Problem = Please collect every line in the records below that contains the word "floor", treating uppercase and lowercase as different.

[Source records]
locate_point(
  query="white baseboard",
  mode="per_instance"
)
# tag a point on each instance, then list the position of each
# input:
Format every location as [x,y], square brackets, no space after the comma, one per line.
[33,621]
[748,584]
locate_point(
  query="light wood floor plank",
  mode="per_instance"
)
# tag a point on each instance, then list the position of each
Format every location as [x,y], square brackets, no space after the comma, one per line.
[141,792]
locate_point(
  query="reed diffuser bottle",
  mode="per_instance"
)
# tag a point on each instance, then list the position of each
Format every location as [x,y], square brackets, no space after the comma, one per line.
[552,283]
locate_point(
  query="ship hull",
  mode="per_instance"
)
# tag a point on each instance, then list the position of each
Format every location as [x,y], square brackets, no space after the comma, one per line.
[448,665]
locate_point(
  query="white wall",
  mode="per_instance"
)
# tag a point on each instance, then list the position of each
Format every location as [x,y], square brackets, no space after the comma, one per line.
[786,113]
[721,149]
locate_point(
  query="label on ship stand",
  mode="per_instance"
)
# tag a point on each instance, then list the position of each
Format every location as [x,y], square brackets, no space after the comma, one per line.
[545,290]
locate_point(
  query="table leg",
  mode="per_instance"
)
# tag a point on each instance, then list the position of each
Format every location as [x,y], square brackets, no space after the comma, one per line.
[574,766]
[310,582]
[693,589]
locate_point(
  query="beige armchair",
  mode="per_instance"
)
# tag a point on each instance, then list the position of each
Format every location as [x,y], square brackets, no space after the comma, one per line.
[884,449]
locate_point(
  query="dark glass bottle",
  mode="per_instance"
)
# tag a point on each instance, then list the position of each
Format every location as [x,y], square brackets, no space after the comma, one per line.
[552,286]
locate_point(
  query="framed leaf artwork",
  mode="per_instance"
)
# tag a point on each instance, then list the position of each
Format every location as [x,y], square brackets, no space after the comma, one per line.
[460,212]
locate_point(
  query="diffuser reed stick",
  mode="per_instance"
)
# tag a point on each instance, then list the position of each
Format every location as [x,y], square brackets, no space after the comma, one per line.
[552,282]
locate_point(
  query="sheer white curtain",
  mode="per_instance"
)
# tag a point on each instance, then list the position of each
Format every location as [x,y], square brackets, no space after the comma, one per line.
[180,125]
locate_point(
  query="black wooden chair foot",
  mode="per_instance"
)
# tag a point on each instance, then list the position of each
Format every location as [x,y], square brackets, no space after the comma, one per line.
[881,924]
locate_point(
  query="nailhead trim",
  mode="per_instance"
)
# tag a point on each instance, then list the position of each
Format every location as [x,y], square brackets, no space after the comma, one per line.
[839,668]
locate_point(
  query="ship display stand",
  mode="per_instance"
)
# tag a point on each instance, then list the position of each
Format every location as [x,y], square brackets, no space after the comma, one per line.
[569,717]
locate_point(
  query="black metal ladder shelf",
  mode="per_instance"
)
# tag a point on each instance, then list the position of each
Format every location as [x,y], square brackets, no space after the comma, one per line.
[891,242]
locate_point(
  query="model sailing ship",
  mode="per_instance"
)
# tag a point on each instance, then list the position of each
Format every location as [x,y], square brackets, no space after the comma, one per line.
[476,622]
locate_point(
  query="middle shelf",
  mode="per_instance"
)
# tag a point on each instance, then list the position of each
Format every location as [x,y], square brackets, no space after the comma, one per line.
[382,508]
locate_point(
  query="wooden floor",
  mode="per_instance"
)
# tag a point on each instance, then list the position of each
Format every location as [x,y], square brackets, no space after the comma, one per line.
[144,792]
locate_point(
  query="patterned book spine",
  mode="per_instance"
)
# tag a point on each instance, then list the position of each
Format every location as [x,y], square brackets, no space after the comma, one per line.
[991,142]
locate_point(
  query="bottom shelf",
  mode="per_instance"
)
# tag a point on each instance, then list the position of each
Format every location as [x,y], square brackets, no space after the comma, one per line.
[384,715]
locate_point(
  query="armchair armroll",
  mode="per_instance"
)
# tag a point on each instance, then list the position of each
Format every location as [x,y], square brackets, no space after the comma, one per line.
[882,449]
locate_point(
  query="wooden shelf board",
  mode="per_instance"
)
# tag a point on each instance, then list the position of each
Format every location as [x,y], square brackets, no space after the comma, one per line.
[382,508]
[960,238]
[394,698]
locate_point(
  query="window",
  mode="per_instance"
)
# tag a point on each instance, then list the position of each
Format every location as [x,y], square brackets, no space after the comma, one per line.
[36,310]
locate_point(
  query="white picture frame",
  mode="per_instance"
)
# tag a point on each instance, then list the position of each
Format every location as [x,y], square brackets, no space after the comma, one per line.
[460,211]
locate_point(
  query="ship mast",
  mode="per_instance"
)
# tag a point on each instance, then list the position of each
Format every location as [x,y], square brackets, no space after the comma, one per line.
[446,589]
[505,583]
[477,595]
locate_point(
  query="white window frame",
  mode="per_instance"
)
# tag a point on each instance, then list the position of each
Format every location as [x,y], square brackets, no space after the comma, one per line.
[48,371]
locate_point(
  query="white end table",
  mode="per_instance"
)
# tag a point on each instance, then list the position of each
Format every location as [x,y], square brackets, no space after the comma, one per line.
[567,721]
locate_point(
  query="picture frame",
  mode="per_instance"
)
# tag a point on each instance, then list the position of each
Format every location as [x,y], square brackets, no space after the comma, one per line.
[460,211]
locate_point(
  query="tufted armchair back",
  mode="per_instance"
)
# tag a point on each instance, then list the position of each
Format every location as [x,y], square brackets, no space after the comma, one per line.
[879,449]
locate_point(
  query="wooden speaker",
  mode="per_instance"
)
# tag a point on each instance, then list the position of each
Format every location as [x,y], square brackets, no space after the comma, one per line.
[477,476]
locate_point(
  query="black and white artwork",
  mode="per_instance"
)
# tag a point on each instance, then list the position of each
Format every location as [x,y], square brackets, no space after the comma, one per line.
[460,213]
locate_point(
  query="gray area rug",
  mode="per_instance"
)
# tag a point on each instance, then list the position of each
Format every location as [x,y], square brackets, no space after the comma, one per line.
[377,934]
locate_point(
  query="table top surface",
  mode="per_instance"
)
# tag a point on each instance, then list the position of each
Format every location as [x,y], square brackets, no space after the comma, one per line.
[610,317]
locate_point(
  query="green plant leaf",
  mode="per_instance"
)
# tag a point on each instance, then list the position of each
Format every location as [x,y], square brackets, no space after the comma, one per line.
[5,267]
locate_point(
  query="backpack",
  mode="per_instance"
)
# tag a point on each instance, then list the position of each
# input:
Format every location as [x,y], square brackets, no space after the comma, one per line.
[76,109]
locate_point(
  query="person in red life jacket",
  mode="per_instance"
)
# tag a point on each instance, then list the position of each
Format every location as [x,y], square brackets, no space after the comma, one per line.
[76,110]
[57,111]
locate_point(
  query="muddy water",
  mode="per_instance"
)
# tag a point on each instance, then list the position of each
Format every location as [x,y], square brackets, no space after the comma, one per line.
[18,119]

Solution to the exercise =
  query="light wood floor plank",
  query="wooden floor",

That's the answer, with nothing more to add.